-- begin --
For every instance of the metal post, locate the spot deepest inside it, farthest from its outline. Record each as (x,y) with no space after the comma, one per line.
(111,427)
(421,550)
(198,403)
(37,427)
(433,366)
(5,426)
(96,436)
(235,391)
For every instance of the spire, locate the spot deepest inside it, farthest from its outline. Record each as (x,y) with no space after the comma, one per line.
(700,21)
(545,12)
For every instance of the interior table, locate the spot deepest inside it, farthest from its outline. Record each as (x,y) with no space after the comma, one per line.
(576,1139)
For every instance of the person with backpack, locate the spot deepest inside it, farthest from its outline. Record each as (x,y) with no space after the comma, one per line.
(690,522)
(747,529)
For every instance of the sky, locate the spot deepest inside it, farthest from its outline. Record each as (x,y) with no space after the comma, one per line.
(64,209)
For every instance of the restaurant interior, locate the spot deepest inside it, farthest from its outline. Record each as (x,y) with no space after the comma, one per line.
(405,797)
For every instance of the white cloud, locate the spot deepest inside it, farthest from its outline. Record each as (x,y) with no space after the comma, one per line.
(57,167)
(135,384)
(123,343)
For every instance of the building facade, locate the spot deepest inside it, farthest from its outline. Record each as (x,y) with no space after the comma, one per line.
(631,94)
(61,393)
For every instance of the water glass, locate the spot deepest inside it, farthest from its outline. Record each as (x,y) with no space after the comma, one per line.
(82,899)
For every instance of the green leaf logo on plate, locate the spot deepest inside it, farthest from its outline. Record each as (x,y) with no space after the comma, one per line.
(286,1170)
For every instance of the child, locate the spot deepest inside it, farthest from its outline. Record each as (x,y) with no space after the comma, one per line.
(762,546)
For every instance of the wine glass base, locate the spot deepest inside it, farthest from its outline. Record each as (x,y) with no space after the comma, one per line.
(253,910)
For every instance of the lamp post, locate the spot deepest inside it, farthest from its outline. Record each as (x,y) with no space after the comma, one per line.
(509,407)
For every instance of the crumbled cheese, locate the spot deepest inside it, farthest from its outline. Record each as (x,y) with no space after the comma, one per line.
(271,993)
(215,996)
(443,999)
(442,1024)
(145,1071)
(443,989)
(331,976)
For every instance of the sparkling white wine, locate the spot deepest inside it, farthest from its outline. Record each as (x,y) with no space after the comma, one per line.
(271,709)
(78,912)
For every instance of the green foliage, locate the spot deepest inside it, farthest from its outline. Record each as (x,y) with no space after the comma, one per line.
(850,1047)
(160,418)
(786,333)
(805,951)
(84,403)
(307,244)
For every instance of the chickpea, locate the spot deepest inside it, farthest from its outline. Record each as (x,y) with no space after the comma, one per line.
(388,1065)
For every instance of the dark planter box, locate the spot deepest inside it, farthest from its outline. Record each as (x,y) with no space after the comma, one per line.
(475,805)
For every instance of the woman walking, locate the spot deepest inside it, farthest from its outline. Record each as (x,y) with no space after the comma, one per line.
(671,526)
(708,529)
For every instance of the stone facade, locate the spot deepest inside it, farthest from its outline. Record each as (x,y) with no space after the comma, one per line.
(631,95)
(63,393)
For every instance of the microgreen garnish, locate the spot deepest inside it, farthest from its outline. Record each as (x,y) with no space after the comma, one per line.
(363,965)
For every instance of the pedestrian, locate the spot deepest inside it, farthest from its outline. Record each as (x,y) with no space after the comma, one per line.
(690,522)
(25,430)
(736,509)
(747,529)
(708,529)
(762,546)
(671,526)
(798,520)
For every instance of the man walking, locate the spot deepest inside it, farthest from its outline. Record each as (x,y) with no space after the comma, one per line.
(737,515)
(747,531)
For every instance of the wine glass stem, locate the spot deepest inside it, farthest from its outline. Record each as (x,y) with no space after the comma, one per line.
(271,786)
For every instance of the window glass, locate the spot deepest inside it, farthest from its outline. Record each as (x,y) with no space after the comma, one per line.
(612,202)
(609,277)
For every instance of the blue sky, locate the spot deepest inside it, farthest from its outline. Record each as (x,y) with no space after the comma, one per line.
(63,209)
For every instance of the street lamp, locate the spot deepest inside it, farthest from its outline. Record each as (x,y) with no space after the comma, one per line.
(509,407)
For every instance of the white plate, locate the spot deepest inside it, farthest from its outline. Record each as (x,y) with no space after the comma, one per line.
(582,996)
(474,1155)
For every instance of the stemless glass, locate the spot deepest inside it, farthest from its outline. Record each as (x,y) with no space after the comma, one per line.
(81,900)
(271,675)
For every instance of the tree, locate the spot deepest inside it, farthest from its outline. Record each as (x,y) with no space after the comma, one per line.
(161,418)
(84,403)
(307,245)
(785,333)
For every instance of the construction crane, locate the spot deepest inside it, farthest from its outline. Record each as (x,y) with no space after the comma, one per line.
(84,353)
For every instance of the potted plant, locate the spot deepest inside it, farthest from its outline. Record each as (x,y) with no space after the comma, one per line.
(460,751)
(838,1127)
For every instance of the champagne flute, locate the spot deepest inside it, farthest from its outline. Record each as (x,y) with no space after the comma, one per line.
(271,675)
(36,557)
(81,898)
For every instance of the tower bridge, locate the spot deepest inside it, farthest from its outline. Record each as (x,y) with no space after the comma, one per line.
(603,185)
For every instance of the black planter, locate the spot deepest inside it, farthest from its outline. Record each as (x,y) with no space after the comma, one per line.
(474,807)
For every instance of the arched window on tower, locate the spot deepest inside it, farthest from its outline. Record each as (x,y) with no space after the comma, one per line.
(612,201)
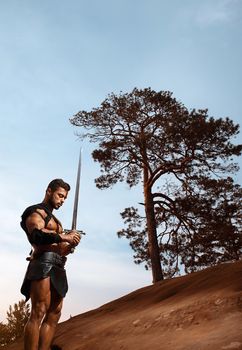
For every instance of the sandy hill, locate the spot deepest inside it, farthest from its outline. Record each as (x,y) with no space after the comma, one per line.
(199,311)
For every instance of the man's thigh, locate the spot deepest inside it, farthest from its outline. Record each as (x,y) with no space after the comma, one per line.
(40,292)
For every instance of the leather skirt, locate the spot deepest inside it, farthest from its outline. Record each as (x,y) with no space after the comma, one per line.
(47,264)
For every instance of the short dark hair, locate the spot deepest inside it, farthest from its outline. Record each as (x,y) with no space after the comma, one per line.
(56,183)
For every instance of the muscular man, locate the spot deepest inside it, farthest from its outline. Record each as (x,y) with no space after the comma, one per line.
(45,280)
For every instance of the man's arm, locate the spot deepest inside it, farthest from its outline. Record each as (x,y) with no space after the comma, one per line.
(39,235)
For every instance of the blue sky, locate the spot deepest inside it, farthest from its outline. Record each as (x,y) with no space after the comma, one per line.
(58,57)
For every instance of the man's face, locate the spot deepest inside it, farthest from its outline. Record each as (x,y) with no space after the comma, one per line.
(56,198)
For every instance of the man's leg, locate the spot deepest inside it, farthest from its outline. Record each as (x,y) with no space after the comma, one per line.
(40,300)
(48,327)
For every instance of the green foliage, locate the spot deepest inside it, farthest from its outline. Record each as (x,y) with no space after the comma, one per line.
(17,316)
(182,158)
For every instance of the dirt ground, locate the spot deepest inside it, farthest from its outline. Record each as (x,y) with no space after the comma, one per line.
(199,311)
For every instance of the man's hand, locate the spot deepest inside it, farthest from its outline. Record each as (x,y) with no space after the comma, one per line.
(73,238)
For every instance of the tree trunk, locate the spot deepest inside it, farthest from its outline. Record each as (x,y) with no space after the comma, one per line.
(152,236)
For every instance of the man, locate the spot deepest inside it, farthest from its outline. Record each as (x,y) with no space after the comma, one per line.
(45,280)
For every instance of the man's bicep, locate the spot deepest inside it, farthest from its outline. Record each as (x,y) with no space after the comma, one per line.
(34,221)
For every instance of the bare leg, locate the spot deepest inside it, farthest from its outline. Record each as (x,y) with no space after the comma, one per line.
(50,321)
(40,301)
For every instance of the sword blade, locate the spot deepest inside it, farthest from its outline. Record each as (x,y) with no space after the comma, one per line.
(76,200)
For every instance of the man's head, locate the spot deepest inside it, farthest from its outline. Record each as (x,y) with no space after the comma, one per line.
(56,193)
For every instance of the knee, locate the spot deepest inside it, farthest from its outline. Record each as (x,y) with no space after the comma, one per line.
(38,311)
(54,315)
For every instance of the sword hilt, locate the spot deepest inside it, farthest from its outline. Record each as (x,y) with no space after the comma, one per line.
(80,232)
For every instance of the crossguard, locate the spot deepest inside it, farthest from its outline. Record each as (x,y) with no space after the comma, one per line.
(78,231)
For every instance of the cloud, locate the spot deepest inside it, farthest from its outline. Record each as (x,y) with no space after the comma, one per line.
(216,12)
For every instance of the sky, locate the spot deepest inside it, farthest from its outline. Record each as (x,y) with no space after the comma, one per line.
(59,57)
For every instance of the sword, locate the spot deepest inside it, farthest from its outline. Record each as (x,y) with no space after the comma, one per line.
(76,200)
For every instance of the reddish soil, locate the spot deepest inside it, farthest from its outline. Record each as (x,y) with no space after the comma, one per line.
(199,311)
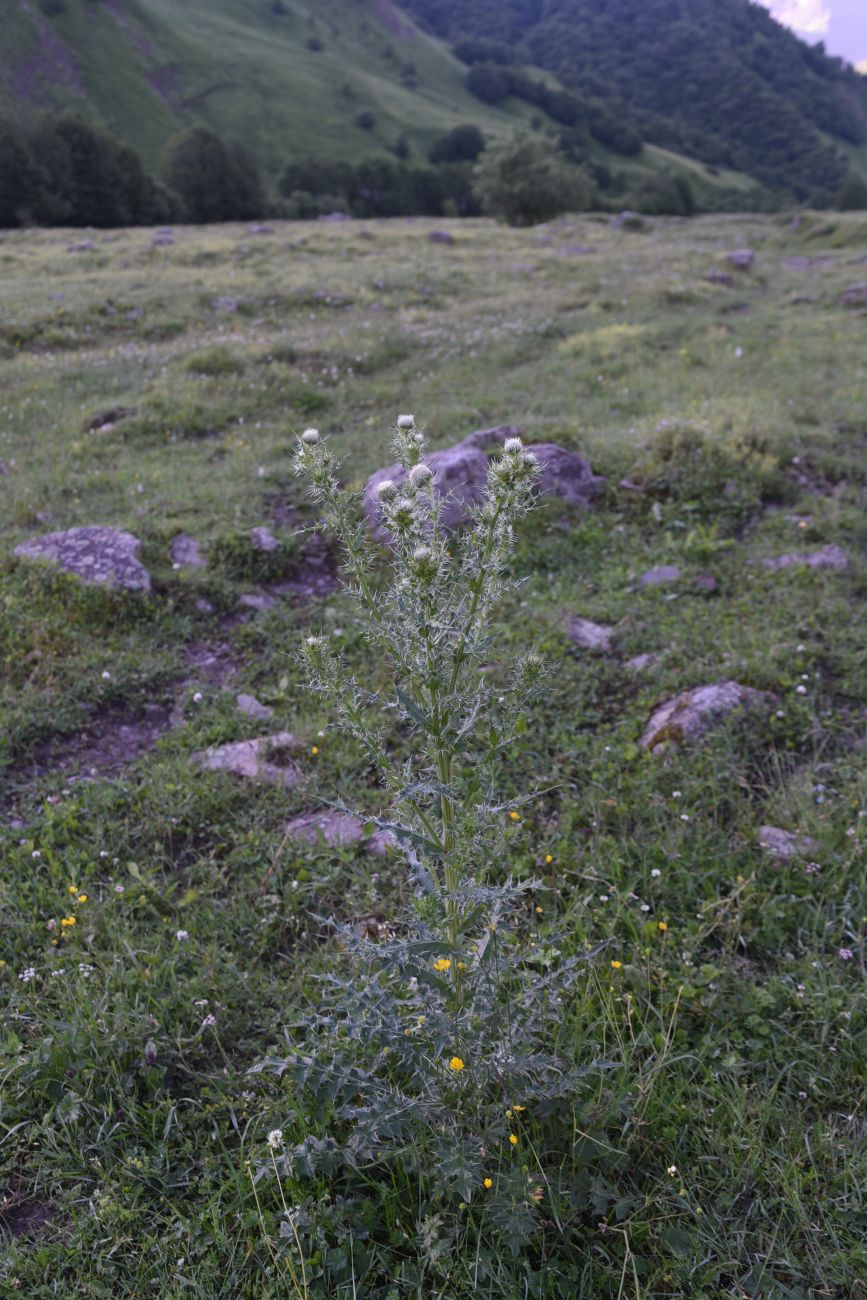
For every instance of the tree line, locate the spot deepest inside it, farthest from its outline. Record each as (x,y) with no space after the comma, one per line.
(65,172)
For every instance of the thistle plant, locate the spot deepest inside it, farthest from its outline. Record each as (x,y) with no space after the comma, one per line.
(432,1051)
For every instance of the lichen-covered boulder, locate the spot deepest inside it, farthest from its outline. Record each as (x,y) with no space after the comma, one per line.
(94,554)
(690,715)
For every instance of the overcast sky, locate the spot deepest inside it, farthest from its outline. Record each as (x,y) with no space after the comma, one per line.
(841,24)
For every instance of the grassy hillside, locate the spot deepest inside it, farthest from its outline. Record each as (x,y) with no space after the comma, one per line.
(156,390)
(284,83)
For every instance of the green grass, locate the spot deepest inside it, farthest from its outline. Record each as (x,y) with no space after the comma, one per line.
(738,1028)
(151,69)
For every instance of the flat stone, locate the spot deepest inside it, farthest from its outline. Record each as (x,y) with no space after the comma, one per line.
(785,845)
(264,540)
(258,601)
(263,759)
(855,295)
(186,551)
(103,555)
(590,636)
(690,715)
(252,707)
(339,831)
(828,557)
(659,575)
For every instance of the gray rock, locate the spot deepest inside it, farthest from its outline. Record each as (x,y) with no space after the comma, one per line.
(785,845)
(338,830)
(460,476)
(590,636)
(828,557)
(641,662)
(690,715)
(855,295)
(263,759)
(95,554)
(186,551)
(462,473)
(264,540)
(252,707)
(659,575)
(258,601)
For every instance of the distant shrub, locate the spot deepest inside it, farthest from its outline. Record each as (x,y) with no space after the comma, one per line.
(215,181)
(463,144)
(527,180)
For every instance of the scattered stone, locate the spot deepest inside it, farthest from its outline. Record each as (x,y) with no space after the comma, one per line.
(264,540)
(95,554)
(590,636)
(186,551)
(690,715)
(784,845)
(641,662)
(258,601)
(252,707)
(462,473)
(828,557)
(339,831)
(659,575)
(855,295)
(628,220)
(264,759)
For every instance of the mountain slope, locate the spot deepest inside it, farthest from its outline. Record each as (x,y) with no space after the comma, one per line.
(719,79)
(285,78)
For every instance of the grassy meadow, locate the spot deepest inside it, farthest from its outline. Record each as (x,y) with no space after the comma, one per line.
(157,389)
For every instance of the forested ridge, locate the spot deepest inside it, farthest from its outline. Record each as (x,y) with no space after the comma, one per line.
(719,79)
-- end --
▶ Exercise details
Repeat, character for character, the lines from the one that holds "For every instance of the mountain" to the final line of the material, inclusive, and no other lines.

▶ Result of the exercise
For every instance of the mountain slope, locate the spot deepest inside it, farthest from its outline. Record each as (x,y) with no space after the comma, one per line.
(719,79)
(285,78)
For every instance of the grassy meadow, locate the spot deepest inside it, farthest from its outline. Record each as (x,y) with no space after the comma, one per line.
(157,389)
For every instance of the forested ridge, locate the spot deepest inside it, farthest from its outline. Record each as (x,y) with no space after the comma, one per line.
(719,79)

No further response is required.